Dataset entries

────────────────────────────────────────

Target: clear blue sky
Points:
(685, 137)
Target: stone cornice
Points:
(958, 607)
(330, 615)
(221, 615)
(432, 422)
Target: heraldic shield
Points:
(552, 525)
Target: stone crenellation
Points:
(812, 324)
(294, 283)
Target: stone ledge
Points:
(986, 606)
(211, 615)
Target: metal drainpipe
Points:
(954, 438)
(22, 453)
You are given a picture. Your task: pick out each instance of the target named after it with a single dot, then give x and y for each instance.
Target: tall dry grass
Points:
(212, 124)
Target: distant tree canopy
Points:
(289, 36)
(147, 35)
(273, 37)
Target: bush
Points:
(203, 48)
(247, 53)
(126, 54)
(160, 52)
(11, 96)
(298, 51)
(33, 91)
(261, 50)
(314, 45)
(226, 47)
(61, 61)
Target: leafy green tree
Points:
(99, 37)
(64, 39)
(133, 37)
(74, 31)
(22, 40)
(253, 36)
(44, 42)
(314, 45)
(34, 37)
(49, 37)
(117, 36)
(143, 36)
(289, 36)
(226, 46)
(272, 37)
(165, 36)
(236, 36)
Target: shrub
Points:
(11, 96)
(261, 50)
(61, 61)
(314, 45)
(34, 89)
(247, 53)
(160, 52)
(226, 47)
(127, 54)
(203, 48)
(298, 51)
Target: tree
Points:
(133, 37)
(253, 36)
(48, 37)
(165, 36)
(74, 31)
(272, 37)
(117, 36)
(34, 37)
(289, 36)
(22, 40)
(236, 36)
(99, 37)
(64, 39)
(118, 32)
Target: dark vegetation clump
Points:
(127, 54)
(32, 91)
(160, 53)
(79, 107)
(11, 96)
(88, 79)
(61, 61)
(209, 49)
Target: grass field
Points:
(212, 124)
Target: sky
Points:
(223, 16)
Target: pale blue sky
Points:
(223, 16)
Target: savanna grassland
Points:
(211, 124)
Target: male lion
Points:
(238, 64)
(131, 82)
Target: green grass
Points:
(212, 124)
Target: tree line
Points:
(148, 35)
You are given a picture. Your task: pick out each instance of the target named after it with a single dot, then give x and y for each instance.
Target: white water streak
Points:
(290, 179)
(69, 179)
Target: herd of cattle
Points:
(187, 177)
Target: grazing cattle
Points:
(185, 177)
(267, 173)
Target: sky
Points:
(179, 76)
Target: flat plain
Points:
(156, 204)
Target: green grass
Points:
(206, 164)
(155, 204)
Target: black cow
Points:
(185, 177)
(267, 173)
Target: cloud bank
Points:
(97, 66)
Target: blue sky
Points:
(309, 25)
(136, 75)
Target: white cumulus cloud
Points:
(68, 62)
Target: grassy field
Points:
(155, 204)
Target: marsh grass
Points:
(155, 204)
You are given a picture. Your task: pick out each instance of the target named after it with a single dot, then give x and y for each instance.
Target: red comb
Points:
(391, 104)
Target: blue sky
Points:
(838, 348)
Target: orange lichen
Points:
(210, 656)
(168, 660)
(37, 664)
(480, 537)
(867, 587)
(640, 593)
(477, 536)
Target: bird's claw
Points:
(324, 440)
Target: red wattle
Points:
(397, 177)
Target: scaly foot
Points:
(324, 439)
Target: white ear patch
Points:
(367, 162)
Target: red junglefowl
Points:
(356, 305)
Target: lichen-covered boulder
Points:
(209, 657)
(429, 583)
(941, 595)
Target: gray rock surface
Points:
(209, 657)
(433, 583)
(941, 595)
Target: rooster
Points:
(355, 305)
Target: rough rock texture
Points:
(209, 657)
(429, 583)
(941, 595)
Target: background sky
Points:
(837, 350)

────────────────────────────────────────

§ **WORK REQUIRED**
All of the data above is to be given again, word for word.

§ **FINAL ANSWER**
Target: clear blue sky
Points:
(685, 137)
Target: stone cornice
Points:
(958, 607)
(330, 615)
(221, 615)
(432, 422)
Target: heraldic shield
Points:
(552, 525)
Target: stone crenellation
Points:
(812, 324)
(294, 283)
Target: stone ledge
Points:
(986, 606)
(211, 615)
Target: metal drainpipe
Points:
(954, 438)
(22, 453)
You are given a picture. Your task: pick out each instance of the target named after it with a single dot, then give x and y for each instance.
Target: tall dry grass
Points:
(212, 124)
Target: distant tree canopy
Points:
(289, 36)
(147, 35)
(273, 37)
Target: bush
Points:
(203, 48)
(247, 53)
(126, 54)
(160, 52)
(11, 96)
(298, 51)
(33, 91)
(261, 50)
(314, 45)
(226, 47)
(61, 61)
Target: leafy green tree
Points:
(99, 37)
(64, 39)
(133, 37)
(74, 31)
(22, 40)
(253, 36)
(44, 42)
(314, 45)
(34, 37)
(49, 37)
(117, 36)
(143, 36)
(289, 36)
(226, 46)
(272, 37)
(165, 36)
(236, 36)
Target: shrub
Points:
(11, 96)
(261, 50)
(61, 61)
(314, 45)
(34, 89)
(247, 53)
(160, 52)
(226, 47)
(127, 54)
(203, 48)
(298, 51)
Target: tree
Points:
(133, 37)
(253, 36)
(48, 37)
(165, 36)
(74, 31)
(272, 37)
(117, 36)
(34, 37)
(289, 36)
(22, 40)
(236, 36)
(99, 37)
(64, 39)
(118, 32)
Target: dark vegetation clump
Points:
(127, 54)
(32, 91)
(160, 53)
(79, 107)
(11, 96)
(88, 79)
(61, 61)
(209, 49)
Target: grass field
Points:
(212, 124)
Target: sky
Points:
(223, 16)
Target: pale blue sky
Points:
(223, 16)
Target: savanna grassland
Points:
(211, 124)
Target: male lion
Points:
(238, 64)
(131, 82)
Target: green grass
Points:
(212, 124)
Target: tree line
Points:
(148, 35)
You are given a picture. Your task: pick out each instance of the target named after it with a single dot, then give x and y for each instance.
Target: white water streak
Points:
(290, 179)
(69, 179)
Target: herd of cattle
Points:
(187, 177)
Target: grazing cattle
Points:
(185, 177)
(267, 173)
Target: sky
Points:
(179, 76)
Target: flat plain
Points:
(156, 204)
Target: green grass
Points:
(206, 164)
(155, 204)
Target: black cow
Points:
(185, 177)
(267, 173)
Target: cloud bank
Points:
(97, 66)
Target: blue sky
Points:
(309, 25)
(136, 75)
Target: white cumulus cloud
Points:
(68, 62)
Target: grassy field
Points:
(155, 204)
Target: marsh grass
Points:
(155, 204)
You are given a picture. Your task: pick out each instance of the target named after it with a single dot, then give x and y for each instance.
Target: red comb
Points:
(391, 104)
Target: blue sky
Points:
(838, 348)
Target: orange lichen
Points:
(210, 656)
(168, 660)
(37, 664)
(480, 537)
(867, 587)
(640, 593)
(477, 536)
Target: bird's claw
Points:
(324, 440)
Target: red wattle
Points:
(397, 177)
Target: scaly foot
Points:
(324, 439)
Target: white ear patch
Points:
(367, 162)
Target: red junglefowl
Points:
(356, 305)
Target: lichen-covered boulder
Points:
(209, 657)
(429, 583)
(941, 595)
Target: gray rock surface
Points:
(209, 657)
(433, 583)
(941, 595)
Target: rooster
Points:
(355, 305)
Target: rough rock texture
Points:
(209, 657)
(429, 583)
(941, 595)
Target: background sky
Points:
(837, 350)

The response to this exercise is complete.